## Requirement
Format the lines below as a Markdown table with two columns, Row and Line. Number each row, skip any blank lines, and leave the pictures out.

[start]

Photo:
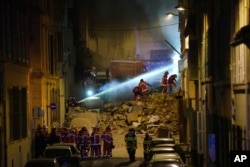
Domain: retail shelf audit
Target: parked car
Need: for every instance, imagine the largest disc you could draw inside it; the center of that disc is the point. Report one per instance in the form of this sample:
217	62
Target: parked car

[end]

## The answer
| Row | Line |
|---|---|
| 1 | Photo: |
| 2 | Domain: retail shelf audit |
| 3 | Target: parked car |
| 4 | Need: for every instance, imagine the largest disc you could draw inside it; the center of that disc is the point. Report one per instance in the form of this sample: |
| 5 | 217	62 |
| 6 | Target: parked car |